> _Task brief_: Repeat exactly the lines from the line containing "spot the man's hand" through the last line of the records below, inclusive, and nothing else.

Point labeling dataset excerpts
START

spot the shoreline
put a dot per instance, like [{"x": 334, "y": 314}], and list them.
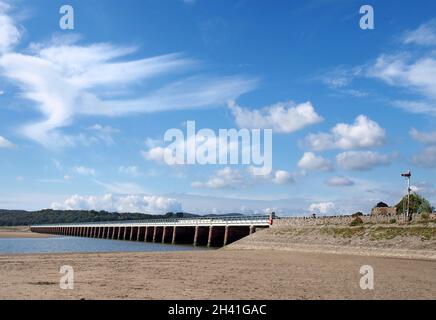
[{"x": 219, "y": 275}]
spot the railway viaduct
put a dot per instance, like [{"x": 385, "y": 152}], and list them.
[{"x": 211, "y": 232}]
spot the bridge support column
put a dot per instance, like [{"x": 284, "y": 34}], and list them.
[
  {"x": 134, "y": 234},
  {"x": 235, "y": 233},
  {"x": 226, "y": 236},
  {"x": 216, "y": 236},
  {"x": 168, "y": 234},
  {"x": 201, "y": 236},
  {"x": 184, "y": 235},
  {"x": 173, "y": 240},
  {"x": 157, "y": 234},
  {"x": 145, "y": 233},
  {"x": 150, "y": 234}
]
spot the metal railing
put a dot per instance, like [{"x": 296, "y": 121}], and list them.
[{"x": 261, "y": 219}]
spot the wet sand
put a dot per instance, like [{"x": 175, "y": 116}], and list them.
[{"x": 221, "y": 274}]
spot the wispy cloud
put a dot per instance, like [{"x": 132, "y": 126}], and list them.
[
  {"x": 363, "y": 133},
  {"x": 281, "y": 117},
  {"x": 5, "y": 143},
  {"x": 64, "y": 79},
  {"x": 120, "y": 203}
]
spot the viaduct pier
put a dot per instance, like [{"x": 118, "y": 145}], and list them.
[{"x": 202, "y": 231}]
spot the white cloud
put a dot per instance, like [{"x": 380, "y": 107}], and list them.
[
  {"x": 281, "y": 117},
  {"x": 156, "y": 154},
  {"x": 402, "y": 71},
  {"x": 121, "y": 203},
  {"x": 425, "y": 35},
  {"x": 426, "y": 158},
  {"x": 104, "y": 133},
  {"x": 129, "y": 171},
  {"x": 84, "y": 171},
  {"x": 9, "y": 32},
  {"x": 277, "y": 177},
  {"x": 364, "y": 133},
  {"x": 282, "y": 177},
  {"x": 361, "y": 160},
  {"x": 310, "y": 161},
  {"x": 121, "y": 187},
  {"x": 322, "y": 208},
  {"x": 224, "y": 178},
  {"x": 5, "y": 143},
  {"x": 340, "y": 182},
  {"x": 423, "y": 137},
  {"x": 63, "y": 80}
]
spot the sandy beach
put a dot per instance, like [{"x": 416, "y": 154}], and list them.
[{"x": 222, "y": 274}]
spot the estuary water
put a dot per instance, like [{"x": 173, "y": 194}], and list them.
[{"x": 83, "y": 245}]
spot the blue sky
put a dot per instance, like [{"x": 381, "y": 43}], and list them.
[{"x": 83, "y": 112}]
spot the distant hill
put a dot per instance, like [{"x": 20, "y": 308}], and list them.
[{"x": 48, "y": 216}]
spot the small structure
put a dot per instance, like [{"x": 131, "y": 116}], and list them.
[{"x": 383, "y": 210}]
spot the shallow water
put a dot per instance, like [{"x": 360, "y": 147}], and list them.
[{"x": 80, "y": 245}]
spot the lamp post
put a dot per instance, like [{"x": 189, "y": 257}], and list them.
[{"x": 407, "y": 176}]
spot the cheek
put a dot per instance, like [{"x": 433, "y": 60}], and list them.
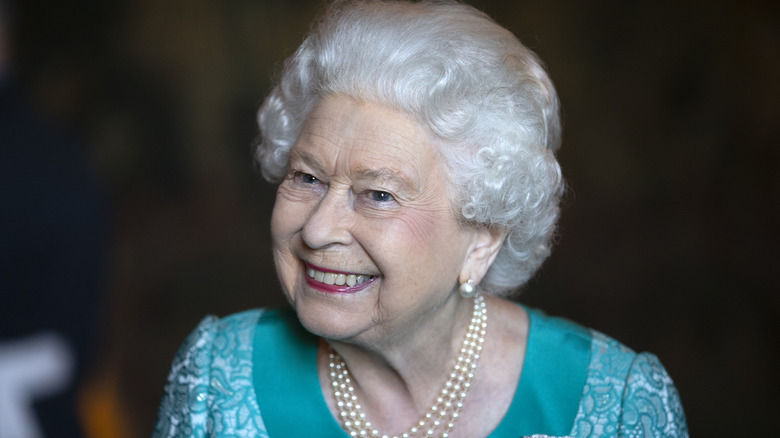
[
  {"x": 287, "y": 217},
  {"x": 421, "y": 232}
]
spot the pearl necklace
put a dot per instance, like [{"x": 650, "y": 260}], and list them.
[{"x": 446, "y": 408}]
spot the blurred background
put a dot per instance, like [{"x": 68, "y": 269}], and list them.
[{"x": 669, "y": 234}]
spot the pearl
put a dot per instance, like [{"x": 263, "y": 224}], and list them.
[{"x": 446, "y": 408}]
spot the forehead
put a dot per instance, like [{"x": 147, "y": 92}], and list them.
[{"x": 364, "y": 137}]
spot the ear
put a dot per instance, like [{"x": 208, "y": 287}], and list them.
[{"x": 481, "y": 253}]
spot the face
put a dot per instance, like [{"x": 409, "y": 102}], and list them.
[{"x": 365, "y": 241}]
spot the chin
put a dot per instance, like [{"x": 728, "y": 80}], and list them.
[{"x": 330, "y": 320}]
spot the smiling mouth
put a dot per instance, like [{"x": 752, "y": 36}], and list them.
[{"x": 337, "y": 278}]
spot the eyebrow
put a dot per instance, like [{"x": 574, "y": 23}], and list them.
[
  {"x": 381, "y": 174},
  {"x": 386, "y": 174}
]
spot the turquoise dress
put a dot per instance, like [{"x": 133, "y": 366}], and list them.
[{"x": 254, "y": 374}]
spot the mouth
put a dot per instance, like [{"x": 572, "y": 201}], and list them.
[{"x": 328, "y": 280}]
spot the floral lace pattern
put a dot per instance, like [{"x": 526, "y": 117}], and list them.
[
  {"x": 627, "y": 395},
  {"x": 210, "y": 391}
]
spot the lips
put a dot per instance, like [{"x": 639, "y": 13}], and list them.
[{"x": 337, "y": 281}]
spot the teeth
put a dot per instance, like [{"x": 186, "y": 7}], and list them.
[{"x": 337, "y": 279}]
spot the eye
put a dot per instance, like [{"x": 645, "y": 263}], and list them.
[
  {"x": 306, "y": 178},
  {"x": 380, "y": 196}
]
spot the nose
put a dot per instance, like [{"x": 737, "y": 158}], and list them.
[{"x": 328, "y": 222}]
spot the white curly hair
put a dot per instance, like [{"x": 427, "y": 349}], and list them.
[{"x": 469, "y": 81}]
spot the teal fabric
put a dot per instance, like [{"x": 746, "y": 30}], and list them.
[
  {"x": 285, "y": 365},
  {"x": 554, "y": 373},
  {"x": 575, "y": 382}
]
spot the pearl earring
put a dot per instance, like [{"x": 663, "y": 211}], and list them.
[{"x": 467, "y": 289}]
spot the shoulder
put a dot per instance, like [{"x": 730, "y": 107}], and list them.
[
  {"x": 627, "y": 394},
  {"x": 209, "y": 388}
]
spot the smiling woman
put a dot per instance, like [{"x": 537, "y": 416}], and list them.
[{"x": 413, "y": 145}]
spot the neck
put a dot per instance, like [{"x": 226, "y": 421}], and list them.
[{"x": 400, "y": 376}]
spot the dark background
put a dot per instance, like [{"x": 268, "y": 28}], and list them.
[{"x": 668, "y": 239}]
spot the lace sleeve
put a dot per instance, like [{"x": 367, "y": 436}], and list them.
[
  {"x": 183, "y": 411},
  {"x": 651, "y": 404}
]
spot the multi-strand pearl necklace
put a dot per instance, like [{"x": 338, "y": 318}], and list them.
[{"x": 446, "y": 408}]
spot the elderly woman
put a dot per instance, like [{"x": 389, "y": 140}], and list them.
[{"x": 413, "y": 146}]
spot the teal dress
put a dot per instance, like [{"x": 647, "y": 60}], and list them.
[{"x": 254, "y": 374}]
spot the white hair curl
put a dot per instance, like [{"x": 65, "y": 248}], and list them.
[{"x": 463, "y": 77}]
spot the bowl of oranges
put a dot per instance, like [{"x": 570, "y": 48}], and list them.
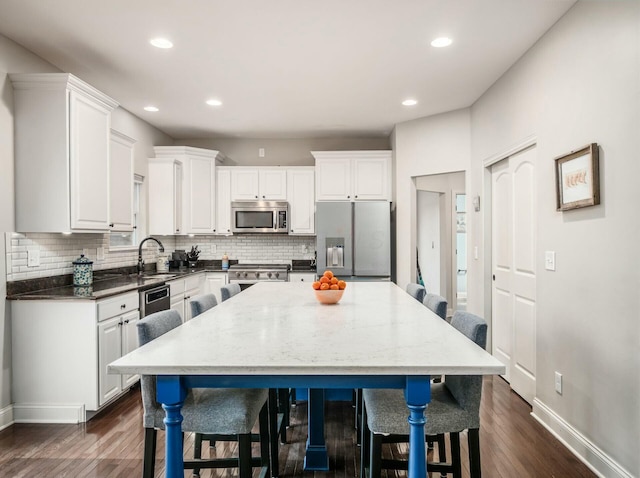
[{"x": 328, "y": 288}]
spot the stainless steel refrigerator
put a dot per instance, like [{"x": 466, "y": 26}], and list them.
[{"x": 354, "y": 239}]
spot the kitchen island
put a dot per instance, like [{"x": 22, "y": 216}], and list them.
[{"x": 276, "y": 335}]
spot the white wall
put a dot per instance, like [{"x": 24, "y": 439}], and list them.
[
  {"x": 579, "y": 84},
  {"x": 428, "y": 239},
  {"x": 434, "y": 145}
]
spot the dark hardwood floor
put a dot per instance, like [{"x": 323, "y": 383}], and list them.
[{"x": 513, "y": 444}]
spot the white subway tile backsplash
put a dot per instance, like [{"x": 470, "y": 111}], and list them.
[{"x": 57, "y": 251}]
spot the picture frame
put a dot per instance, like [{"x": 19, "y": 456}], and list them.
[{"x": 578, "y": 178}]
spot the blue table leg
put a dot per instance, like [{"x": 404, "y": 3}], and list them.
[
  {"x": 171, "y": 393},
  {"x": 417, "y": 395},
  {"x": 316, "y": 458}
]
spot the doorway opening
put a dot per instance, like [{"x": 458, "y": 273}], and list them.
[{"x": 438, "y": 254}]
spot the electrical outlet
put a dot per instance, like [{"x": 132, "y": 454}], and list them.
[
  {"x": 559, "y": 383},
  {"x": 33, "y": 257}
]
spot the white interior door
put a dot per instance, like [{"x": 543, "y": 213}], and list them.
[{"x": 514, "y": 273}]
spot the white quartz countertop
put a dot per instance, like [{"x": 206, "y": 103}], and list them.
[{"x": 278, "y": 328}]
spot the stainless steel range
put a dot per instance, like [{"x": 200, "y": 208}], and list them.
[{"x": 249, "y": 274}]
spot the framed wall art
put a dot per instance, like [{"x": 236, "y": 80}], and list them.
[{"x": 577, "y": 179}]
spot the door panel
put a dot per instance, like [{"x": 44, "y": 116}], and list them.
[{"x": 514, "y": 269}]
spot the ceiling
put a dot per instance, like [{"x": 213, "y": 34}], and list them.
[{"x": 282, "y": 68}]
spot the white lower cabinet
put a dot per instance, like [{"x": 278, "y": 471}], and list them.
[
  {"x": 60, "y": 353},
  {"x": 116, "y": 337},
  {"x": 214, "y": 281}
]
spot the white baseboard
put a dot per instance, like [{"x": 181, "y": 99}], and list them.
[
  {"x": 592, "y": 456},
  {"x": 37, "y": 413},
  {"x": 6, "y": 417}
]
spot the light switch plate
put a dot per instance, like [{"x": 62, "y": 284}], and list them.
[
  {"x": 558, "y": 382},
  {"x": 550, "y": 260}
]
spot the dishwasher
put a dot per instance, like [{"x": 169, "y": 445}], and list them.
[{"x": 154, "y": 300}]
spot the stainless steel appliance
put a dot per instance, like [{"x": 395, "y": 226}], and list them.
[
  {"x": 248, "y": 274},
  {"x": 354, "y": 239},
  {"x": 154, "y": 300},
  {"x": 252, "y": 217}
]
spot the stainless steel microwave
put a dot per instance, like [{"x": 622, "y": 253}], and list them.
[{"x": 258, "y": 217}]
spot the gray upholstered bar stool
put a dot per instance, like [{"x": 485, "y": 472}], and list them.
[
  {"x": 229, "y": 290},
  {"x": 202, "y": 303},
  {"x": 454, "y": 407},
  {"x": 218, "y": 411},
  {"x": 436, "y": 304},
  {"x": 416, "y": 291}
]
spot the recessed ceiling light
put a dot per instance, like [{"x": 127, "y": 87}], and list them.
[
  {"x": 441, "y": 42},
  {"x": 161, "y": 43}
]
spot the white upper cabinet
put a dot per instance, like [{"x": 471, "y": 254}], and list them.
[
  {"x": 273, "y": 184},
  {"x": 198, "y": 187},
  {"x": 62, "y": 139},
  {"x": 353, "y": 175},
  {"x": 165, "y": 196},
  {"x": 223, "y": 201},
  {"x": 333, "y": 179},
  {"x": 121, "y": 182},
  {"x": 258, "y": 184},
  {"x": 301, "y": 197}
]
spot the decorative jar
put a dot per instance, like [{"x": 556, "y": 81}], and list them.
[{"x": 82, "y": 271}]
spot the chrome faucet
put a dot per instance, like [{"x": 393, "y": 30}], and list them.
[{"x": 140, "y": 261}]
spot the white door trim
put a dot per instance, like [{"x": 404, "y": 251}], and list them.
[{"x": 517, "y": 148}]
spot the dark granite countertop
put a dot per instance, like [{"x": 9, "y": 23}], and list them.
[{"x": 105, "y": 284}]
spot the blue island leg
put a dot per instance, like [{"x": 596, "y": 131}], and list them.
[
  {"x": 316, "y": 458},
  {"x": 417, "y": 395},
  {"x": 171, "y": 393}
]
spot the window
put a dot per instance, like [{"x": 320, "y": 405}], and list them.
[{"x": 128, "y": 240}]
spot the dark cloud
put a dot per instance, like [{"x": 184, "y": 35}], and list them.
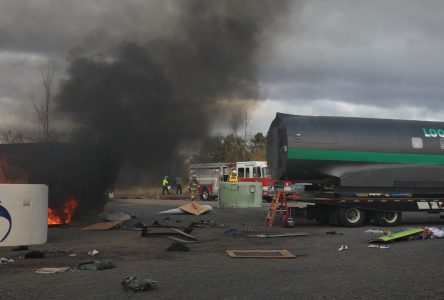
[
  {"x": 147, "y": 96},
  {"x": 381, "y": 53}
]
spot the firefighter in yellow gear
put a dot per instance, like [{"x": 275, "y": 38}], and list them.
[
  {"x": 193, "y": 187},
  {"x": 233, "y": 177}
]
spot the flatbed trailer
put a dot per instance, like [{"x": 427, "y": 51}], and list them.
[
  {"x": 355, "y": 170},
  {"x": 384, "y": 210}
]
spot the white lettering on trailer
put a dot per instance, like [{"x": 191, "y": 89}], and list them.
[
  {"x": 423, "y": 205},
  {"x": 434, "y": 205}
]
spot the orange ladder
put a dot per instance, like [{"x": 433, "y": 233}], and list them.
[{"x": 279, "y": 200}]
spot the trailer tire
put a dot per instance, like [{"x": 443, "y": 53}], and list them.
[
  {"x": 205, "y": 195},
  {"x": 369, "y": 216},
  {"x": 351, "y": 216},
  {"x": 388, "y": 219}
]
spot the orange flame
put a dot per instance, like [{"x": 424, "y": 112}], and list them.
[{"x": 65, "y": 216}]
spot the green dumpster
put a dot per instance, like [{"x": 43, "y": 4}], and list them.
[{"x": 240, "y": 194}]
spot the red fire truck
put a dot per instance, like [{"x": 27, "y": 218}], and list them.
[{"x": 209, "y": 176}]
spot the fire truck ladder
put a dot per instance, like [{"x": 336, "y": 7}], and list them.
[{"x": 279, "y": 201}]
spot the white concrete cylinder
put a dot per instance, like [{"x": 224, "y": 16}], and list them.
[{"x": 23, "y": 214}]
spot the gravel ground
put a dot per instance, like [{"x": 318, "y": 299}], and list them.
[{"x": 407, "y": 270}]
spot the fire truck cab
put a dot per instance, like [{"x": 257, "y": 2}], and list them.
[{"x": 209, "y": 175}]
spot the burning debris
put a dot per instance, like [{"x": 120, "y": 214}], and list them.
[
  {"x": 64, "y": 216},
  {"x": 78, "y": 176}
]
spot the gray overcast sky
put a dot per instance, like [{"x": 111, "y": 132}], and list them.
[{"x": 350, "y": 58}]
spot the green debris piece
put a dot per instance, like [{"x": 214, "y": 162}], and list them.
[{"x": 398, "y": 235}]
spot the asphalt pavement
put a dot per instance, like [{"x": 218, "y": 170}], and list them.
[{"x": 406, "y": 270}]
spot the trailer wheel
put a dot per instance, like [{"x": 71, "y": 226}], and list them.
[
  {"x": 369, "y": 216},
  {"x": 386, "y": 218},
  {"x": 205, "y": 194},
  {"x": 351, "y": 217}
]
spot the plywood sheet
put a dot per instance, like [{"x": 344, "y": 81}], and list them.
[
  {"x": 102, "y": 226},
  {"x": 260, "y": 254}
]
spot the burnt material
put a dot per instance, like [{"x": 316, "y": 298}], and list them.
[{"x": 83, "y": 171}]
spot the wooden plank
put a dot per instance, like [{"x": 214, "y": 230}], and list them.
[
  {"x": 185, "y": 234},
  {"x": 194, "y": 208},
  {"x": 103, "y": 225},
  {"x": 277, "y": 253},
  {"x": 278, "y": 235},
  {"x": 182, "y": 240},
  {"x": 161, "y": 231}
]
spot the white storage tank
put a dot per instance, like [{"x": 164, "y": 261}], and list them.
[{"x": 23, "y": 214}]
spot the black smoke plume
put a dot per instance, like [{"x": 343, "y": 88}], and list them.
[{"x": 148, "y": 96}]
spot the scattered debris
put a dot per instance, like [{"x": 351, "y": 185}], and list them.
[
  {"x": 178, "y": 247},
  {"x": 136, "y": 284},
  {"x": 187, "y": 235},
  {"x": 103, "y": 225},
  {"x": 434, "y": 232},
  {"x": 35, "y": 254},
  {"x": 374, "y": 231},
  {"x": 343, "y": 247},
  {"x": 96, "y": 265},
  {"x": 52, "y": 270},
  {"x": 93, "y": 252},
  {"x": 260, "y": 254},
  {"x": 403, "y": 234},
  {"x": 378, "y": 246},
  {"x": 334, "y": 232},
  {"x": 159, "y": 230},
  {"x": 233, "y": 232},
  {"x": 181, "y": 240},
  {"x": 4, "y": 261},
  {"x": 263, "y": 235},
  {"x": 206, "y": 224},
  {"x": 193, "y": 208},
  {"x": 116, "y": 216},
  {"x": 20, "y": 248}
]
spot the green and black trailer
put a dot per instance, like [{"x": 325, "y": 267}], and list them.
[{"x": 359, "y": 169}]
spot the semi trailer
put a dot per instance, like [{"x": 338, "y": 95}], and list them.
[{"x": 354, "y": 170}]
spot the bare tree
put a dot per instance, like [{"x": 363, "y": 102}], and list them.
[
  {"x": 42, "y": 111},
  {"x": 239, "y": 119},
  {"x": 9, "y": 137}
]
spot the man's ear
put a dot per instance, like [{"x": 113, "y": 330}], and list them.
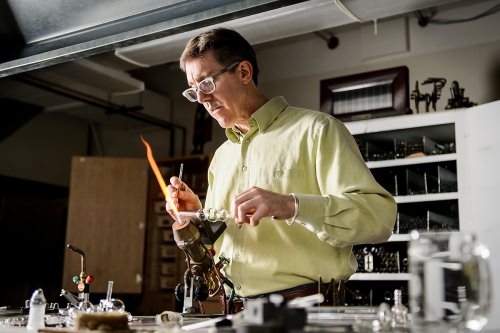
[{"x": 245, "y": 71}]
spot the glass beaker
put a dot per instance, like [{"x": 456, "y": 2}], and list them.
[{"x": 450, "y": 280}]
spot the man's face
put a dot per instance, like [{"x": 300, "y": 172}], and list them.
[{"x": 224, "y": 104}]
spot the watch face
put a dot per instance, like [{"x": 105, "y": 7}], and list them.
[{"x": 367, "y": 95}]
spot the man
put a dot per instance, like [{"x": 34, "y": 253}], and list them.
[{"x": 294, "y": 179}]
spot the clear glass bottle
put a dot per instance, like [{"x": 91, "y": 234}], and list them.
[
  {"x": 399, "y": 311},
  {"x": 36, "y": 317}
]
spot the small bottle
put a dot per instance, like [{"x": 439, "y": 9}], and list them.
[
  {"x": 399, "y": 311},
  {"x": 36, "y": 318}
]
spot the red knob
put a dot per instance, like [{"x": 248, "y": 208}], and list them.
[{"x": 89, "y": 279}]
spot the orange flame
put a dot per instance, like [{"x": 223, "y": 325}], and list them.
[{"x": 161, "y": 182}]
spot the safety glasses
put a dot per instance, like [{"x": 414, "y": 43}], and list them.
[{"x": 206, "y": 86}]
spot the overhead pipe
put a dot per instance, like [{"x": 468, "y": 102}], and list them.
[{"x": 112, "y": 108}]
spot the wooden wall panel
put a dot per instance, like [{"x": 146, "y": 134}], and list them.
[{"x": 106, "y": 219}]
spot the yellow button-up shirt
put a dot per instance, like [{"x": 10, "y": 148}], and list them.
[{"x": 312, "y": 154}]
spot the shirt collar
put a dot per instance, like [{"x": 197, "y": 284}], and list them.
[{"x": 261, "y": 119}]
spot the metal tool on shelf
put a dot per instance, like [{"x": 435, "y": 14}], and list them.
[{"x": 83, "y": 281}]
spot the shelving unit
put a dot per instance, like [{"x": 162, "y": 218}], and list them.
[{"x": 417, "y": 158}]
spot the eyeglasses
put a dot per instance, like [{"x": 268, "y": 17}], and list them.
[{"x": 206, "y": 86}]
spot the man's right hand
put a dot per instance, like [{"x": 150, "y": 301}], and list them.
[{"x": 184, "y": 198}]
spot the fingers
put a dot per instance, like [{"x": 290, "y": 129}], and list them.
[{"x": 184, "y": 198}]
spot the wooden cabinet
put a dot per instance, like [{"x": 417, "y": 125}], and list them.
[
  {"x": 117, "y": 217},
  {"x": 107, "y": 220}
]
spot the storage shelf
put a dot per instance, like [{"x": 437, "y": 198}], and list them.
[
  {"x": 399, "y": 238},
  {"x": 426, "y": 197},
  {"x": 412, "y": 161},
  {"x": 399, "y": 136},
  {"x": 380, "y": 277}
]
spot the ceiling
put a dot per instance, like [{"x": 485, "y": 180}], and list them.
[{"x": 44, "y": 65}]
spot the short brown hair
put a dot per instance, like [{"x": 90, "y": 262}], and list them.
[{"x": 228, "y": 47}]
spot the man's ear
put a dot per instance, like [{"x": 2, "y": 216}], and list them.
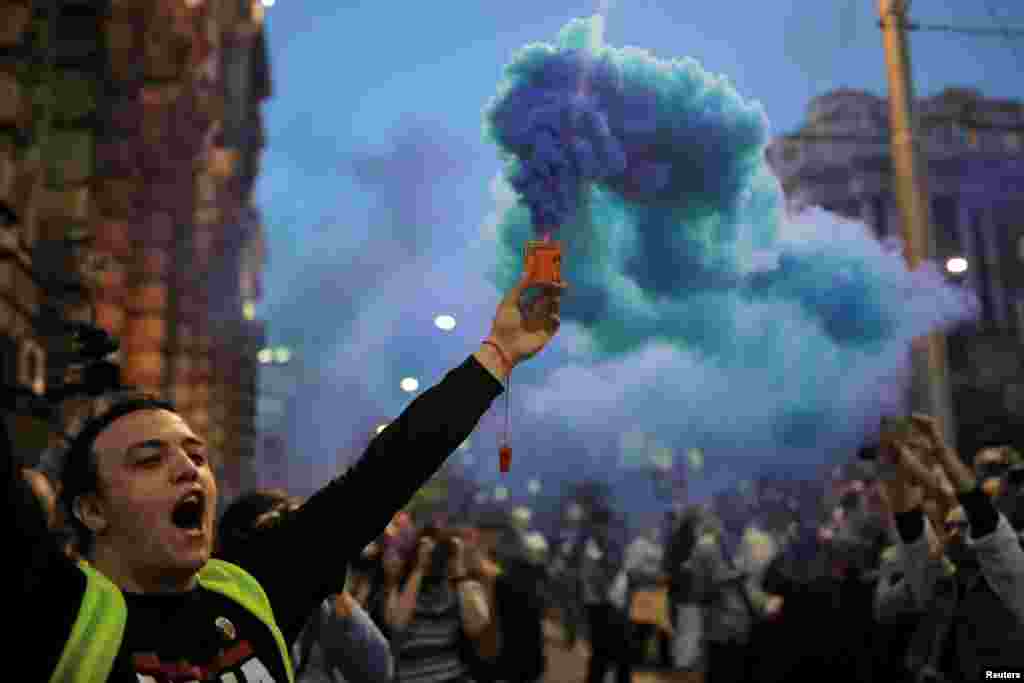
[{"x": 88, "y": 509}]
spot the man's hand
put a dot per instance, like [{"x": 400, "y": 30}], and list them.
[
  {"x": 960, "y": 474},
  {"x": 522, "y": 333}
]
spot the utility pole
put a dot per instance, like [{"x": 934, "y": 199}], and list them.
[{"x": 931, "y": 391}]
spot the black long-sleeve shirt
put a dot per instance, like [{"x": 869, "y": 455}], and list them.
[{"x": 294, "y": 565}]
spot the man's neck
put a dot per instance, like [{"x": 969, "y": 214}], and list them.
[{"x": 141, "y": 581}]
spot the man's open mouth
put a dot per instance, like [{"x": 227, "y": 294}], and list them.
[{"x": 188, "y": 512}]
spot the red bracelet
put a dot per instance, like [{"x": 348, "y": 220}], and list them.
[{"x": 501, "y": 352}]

END

> _Reply to the task_:
spot the man's hand
put a dot per instance, like [{"x": 400, "y": 30}], and list them.
[
  {"x": 960, "y": 474},
  {"x": 522, "y": 333}
]
spot the utility pole
put a dot per instance, like [{"x": 934, "y": 199}], and list them.
[{"x": 931, "y": 391}]
spot the black long-sleeve shirt
put a dot per instance, like [{"x": 869, "y": 455}], and list them.
[{"x": 294, "y": 565}]
spot the man's neck
put a dot per instance, like [{"x": 969, "y": 214}], and list them.
[{"x": 141, "y": 581}]
spot the man's open mouth
put a dot per instance, like [{"x": 227, "y": 294}], and list them.
[{"x": 188, "y": 512}]
spot the red bracelet
put a dot per instance, like [{"x": 348, "y": 220}], and list them.
[{"x": 501, "y": 352}]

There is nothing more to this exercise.